======== EXTRAIT CHOISI ========

Il fallait donc bien deux voix pour rendre toute la profondeur de ce roman à tiroirs, moins innocent qu’il n’y paraît, qui prend le temps pour poser sa dimension politique, chère à l’écrivain italien militant.
Jean-Loup Horwitz est le vieil horloger, au ton bourru, dérangé dans sa solitude, qui est paradoxalement celui qui s’apprivoise au contact de la jeune sauvage interprétée avec fougue et détermination par Charlotte Campana.
Jacques Fournier
Le Procès / de Franz Kafka
Denis Podalydès
Gallimard Écoutez lire – 1 CD MP3 - env. 9h
Traduit de l’allemand par Jean-Pierre Lefebvre
Quelqu’un avait bien dû calomnier Joseph K., car un matin, sans qu’il n’ait rien fait de mal, il fut arrêté.
C’est par ces mots, simples, factuels, que commence Le Procès , roman ultime du grand écrivain autrichien Frantz Kafka, qui le considérait comme inachevé et fut publié en 1925, un an après sa mort.
Il fallait une voix connue de toutes et de tous pour narrer l’absurdité du système qui entraîne Joseph K., personnage sans éclat, confronté à l’absurdité d’un système, à une réalité de plus en plus fuyante, à une justice menaçante qui ne définit jamais la faute qu’il aurait pu commettre. Denis Podalydès prête cette voix si familière à un roman prémonitoire des systèmes dictatoriaux fonctionnant sur une administration labyrinthique face à laquelle le commun des mortels ne peut que perdre son identité.
Jacques Fournier
Risibles Amours / de Milan Kundera
Serge Bagdassarian
Gallimard Écoutez lire – 7h50
Traduit du tchèque par François Kérel (1970), revu par l’auteur (1986)

======== DONNÉES FOURNIES ========

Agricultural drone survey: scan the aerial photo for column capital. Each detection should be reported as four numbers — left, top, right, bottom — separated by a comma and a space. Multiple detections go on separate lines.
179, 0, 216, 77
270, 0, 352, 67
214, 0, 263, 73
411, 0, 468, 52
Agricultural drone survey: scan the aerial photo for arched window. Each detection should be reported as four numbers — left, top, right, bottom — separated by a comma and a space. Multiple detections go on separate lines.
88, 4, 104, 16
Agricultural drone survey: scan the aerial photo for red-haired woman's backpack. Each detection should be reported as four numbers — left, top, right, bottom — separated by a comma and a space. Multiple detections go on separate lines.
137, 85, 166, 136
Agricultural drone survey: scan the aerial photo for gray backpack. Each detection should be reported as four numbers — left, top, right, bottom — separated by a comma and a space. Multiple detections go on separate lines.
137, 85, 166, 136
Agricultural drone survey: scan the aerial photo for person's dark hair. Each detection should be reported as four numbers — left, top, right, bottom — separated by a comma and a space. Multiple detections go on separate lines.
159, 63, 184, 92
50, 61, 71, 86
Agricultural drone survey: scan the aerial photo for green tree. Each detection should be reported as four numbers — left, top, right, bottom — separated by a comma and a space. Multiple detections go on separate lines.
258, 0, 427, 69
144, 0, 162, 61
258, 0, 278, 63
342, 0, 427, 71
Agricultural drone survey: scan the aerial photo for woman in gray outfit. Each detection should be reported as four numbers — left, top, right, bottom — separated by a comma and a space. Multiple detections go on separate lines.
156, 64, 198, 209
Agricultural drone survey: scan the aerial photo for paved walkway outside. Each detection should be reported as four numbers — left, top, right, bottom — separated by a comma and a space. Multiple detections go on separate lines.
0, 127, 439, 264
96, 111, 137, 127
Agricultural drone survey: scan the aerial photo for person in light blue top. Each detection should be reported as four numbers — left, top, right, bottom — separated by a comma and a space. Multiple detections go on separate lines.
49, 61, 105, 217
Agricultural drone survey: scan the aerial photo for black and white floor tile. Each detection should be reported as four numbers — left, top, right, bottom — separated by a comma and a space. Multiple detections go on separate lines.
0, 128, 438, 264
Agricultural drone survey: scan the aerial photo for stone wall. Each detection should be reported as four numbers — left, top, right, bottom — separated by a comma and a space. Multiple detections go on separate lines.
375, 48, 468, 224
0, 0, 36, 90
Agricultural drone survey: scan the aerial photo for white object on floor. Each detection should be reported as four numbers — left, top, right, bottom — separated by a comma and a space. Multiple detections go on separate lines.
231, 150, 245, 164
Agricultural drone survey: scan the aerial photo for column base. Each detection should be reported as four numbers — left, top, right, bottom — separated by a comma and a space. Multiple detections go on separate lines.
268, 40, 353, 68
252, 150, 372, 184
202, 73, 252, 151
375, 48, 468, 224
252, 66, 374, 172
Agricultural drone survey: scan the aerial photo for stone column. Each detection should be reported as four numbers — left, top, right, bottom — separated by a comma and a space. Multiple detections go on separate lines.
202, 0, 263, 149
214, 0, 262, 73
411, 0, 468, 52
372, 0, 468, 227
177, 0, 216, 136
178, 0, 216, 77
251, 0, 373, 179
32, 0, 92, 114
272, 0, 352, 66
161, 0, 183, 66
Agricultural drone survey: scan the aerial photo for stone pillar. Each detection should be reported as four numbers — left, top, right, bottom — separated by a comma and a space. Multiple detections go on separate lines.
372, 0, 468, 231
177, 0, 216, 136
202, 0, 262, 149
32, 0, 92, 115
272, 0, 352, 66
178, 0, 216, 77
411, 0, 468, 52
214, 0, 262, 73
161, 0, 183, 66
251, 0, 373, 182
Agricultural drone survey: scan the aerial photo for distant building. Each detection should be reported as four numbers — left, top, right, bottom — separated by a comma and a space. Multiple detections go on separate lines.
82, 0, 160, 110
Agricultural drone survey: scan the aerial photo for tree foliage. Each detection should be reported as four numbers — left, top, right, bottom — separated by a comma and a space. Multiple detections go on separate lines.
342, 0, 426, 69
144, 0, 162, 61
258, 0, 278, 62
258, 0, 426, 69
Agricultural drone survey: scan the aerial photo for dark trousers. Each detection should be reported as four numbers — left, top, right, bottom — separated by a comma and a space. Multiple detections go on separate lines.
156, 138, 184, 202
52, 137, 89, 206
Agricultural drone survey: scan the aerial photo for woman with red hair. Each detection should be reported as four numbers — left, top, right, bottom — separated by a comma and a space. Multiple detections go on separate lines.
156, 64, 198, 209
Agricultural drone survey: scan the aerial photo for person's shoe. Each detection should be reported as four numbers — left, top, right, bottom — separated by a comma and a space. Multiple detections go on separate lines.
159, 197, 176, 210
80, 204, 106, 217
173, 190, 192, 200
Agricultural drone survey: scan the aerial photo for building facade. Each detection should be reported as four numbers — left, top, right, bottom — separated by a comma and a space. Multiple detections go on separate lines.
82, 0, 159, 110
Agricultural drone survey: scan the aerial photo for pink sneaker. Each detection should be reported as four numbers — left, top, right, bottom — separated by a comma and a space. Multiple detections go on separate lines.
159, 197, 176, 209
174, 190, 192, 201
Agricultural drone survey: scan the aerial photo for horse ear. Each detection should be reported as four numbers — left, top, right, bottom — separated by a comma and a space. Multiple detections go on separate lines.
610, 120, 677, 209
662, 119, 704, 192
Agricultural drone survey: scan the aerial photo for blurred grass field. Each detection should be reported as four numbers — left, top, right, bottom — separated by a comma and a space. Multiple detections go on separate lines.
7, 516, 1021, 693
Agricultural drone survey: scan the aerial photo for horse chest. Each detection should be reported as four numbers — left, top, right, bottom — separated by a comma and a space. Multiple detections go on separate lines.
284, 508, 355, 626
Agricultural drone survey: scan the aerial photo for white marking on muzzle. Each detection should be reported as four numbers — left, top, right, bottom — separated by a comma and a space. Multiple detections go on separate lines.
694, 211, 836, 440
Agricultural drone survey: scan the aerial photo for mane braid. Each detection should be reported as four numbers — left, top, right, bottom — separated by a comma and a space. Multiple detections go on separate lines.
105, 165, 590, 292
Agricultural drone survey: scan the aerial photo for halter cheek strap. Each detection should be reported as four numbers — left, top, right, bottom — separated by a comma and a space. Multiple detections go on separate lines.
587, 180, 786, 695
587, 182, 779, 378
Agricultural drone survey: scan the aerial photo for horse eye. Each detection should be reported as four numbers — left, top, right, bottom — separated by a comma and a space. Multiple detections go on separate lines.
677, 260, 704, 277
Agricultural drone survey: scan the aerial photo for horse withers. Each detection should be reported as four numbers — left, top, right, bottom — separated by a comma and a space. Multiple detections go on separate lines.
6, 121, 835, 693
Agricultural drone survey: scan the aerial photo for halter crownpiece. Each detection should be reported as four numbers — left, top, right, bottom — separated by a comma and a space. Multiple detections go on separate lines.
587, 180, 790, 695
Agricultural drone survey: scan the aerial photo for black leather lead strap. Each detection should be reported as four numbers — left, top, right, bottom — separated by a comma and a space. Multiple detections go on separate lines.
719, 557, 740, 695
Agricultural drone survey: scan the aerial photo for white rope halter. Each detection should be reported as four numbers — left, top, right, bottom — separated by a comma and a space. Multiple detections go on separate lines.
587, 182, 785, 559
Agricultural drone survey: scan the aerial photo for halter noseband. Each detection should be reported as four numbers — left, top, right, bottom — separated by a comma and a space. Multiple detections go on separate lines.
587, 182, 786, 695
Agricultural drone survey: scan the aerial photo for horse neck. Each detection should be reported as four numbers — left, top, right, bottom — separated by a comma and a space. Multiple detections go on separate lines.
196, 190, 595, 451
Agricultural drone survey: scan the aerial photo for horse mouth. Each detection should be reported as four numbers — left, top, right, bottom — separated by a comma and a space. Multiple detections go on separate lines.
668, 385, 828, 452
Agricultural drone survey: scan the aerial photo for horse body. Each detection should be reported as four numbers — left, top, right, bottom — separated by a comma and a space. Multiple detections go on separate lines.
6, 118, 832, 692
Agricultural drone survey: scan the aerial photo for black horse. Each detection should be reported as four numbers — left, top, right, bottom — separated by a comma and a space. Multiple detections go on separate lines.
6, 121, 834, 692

========

Recopiez intégralement l'extrait sur les livres audio, mot pour mot. Les enregistrements forment un matériau indépendant de l'extrait.

**RÉPONSE ATTENDUE**
Il fallait donc bien deux voix pour rendre toute la profondeur de ce roman à tiroirs, moins innocent qu’il n’y paraît, qui prend le temps pour poser sa dimension politique, chère à l’écrivain italien militant.
Jean-Loup Horwitz est le vieil horloger, au ton bourru, dérangé dans sa solitude, qui est paradoxalement celui qui s’apprivoise au contact de la jeune sauvage interprétée avec fougue et détermination par Charlotte Campana.
Jacques Fournier
Le Procès / de Franz Kafka
Denis Podalydès
Gallimard Écoutez lire – 1 CD MP3 - env. 9h
Traduit de l’allemand par Jean-Pierre Lefebvre
Quelqu’un avait bien dû calomnier Joseph K., car un matin, sans qu’il n’ait rien fait de mal, il fut arrêté.
C’est par ces mots, simples, factuels, que commence Le Procès , roman ultime du grand écrivain autrichien Frantz Kafka, qui le considérait comme inachevé et fut publié en 1925, un an après sa mort.
Il fallait une voix connue de toutes et de tous pour narrer l’absurdité du système qui entraîne Joseph K., personnage sans éclat, confronté à l’absurdité d’un système, à une réalité de plus en plus fuyante, à une justice menaçante qui ne définit jamais la faute qu’il aurait pu commettre. Denis Podalydès prête cette voix si familière à un roman prémonitoire des systèmes dictatoriaux fonctionnant sur une administration labyrinthique face à laquelle le commun des mortels ne peut que perdre son identité.
Jacques Fournier
Risibles Amours / de Milan Kundera
Serge Bagdassarian
Gallimard Écoutez lire – 7h50
Traduit du tchèque par François Kérel (1970), revu par l’auteur (1986)